(EXERCISE DATA)

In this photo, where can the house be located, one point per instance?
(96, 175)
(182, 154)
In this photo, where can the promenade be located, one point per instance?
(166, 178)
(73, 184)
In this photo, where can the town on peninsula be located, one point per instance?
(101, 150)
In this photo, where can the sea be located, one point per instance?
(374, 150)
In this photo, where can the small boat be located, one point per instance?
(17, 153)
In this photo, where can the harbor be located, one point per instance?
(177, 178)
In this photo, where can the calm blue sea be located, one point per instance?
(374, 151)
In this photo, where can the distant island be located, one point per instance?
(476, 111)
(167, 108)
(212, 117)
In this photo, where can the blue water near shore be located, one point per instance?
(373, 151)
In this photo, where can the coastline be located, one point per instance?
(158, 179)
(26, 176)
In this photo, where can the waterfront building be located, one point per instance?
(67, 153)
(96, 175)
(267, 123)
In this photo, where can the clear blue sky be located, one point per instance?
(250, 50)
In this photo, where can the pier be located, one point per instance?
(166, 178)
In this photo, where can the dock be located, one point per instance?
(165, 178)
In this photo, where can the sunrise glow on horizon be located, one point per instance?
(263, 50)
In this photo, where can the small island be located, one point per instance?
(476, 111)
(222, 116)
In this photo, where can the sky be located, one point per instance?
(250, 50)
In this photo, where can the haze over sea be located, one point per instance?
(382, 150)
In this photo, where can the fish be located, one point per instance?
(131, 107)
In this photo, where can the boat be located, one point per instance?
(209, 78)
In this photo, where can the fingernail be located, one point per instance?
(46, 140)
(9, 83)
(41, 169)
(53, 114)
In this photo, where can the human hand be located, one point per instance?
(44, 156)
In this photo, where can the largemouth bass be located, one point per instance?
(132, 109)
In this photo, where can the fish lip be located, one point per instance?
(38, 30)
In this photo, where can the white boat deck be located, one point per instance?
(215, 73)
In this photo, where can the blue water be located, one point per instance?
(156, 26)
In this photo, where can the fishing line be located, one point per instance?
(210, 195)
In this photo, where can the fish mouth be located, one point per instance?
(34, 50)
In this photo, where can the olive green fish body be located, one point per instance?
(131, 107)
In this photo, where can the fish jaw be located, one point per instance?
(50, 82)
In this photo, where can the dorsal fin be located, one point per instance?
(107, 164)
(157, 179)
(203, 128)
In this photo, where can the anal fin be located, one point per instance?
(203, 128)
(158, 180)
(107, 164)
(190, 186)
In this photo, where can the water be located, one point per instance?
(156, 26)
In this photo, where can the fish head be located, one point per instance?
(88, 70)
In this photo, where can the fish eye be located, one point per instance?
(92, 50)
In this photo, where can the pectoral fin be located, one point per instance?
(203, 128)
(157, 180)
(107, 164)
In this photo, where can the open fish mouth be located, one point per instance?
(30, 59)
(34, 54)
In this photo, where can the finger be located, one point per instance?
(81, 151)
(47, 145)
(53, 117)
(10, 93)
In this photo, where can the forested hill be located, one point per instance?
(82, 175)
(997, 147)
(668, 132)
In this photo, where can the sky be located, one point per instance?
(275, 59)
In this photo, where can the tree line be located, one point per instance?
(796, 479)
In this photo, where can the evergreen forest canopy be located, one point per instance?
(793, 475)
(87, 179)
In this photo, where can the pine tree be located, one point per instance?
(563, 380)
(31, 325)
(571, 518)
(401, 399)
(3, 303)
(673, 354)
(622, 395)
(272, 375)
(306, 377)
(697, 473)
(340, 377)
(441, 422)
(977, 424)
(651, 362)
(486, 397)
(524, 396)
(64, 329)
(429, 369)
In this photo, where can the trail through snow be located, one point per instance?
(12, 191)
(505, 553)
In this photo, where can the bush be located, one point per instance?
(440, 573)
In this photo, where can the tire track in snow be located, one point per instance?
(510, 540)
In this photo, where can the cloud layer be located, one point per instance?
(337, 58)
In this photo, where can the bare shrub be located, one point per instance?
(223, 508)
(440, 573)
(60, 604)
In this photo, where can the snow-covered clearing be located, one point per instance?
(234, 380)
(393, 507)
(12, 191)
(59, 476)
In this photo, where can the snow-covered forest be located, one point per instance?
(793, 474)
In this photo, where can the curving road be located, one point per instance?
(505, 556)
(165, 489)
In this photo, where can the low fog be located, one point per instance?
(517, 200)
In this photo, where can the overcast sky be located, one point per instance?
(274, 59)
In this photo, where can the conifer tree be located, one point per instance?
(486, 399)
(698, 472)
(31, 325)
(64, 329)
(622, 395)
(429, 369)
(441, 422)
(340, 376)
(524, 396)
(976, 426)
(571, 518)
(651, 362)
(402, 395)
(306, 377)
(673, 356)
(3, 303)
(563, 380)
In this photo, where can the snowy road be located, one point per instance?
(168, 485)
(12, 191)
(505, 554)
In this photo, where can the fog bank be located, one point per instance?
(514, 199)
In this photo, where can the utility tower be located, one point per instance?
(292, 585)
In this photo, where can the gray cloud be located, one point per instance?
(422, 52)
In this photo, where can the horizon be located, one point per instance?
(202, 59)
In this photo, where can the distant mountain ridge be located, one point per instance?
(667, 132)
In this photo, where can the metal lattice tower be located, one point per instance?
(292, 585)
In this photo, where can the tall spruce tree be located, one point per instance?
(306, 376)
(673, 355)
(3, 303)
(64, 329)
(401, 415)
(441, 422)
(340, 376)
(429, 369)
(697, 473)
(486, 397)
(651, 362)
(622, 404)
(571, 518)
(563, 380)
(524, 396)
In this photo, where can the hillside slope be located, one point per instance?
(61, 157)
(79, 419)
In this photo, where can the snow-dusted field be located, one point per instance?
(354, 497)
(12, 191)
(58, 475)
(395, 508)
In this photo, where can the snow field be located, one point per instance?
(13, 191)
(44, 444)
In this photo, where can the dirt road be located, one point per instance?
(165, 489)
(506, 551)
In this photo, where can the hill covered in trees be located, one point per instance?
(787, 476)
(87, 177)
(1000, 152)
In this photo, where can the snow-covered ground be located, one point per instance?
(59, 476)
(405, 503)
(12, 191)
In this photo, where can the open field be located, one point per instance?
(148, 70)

(End EXERCISE DATA)

**EXERCISE GOAL**
With nothing left out, copy every record exactly.

**SOLVED PROBLEM**
In this photo, where can the house be located, one point per instance?
(96, 175)
(182, 154)
In this photo, where can the promenade be located, one point per instance?
(166, 178)
(73, 184)
In this photo, where can the town on peninsula be located, one point per instance?
(101, 150)
In this photo, where can the sea be located, one point per instance?
(374, 150)
In this photo, where can the small boat be located, one point per instance?
(17, 153)
In this photo, where can the harbor be located, one point per instance?
(177, 178)
In this photo, where can the calm blue sea be located, one point per instance?
(374, 151)
In this photo, where can the distant island be located, one point per instance?
(476, 111)
(167, 108)
(212, 117)
In this photo, where can the blue water near shore be located, one point per instance?
(373, 151)
In this photo, where can the coastline be located, one point per instance?
(158, 179)
(26, 176)
In this photo, where can the waterfront building be located, one point per instance?
(67, 153)
(96, 175)
(267, 123)
In this photo, where can the clear blue sky be located, one point per instance?
(250, 50)
In this photo, where can the pier be located, one point per instance?
(166, 178)
In this photo, where can the dock be located, one point per instance?
(165, 178)
In this photo, where can the sunrise glow on horizon be located, one point per instance?
(263, 50)
In this photo, where can the small island be located, one point per instance?
(476, 111)
(222, 116)
In this photo, where can the sky be located, one point per instance?
(250, 50)
In this photo, where can the haze over sea be located, one point per instance?
(382, 150)
In this photo, where can the fish be located, one point per instance?
(131, 107)
In this photo, where can the boat be located, one point per instance?
(209, 78)
In this photo, where can the fingernail be located, one point per instance?
(46, 140)
(9, 83)
(41, 169)
(53, 114)
In this photo, where can the human hand be located, one point per instance?
(44, 156)
In this photo, where can the largemouth bass be located, one point per instance?
(132, 109)
In this photo, where can the fish lip be located, one point per instance?
(38, 30)
In this photo, where can the white boat deck be located, one point per instance?
(215, 73)
In this photo, where can the blue water be located, one point per instance?
(156, 26)
In this photo, where can the fishing line be located, one point per instance?
(210, 195)
In this photo, where can the fish mouth be located, one point per instance?
(34, 50)
In this photo, where can the olive green fish body be located, one point per instance?
(131, 107)
In this photo, where can the fish jaw be located, one point per instance?
(50, 82)
In this photo, where can the dorsal fin be located, one point per instance?
(107, 164)
(157, 179)
(203, 128)
In this photo, where can the anal fin be located, one point per instance?
(203, 128)
(158, 180)
(107, 164)
(190, 186)
In this photo, where can the water be located, one point per instance?
(156, 26)
In this photo, where can the fish head be located, one point per instance?
(88, 70)
In this photo, where can the fish eye be located, one point per instance?
(92, 50)
In this photo, where can the pectoral fin be located, one point per instance?
(203, 128)
(157, 180)
(107, 164)
In this photo, where can the open fish mouth be located, one point per instance?
(30, 59)
(34, 54)
In this photo, where can the finger be located, one point per instance?
(81, 151)
(47, 145)
(53, 117)
(10, 93)
In this photo, where can the forested hill be located, one point per instance?
(82, 175)
(997, 147)
(668, 132)
In this photo, where can the sky be located, one point per instance?
(275, 59)
In this photo, where can the tree line be located, one point per instance?
(796, 479)
In this photo, where can the evergreen forest canopy be located, one point per instance?
(793, 475)
(87, 179)
In this photo, where can the pine tree be located, one point per instance?
(563, 380)
(31, 325)
(571, 518)
(401, 399)
(3, 303)
(673, 354)
(622, 395)
(272, 375)
(306, 377)
(697, 473)
(340, 377)
(441, 422)
(977, 424)
(651, 362)
(486, 397)
(524, 396)
(64, 329)
(429, 369)
In this photo, where can the trail through snow be located, one point per instance?
(12, 191)
(505, 553)
In this photo, where can the bush be located, one point per instance?
(440, 573)
In this photo, where can the tire track in snow be located, one point per instance?
(510, 540)
In this photo, where can the cloud layer be located, one point per instance?
(337, 58)
In this photo, where can the bare shrub be located, one point per instance?
(223, 508)
(440, 573)
(60, 604)
In this photo, where can the snow-covered clearing be located, one point per instance?
(234, 380)
(393, 507)
(12, 191)
(59, 476)
In this photo, where can the snow-covered forest be located, one point per instance?
(793, 474)
In this photo, where can the curving road be located, one point per instance?
(505, 556)
(165, 489)
In this photo, where can the low fog be located, one point per instance?
(517, 200)
In this photo, where can the overcast sky be located, one point per instance?
(274, 59)
In this photo, where can the conifer tree be located, one point per instance?
(486, 399)
(698, 472)
(31, 325)
(64, 329)
(622, 395)
(429, 369)
(441, 422)
(340, 376)
(524, 396)
(976, 426)
(571, 518)
(651, 362)
(402, 395)
(306, 377)
(673, 356)
(3, 303)
(563, 380)
In this photo, where can the snowy road be located, one point per instance?
(168, 485)
(12, 191)
(505, 554)
In this photo, where can the fog bank be located, one point per instance?
(514, 199)
In this photo, where can the utility tower be located, one point per instance?
(292, 585)
In this photo, where can the gray cloud be located, one point per instance?
(422, 52)
In this photo, where can the horizon be located, one point per instance?
(202, 59)
In this photo, where can the distant mountain ridge be located, one point per instance?
(667, 132)
In this photo, where can the metal lattice tower be located, one point per instance?
(292, 585)
In this photo, where can the tall spruce tree be located, one point per instance?
(306, 376)
(673, 355)
(3, 303)
(64, 329)
(401, 415)
(441, 422)
(340, 376)
(429, 369)
(697, 473)
(486, 397)
(651, 362)
(622, 404)
(571, 518)
(563, 380)
(524, 396)
In this photo, where can the hillside slope be located, one point per instance?
(61, 157)
(79, 419)
In this photo, where can the snow-dusted field be located, one point per instance?
(354, 497)
(12, 191)
(58, 475)
(395, 508)
In this photo, where can the snow field be located, one point per instance?
(13, 191)
(44, 444)
In this photo, where can the dirt road be located, one point per instance?
(165, 489)
(506, 551)
In this photo, where can the hill covered in trees be located, one point per instance?
(787, 476)
(87, 177)
(1000, 152)
In this photo, where can the snow-covered ground be located, one point per instance?
(59, 476)
(405, 503)
(12, 191)
In this photo, where can the open field be located, one point per instance?
(148, 70)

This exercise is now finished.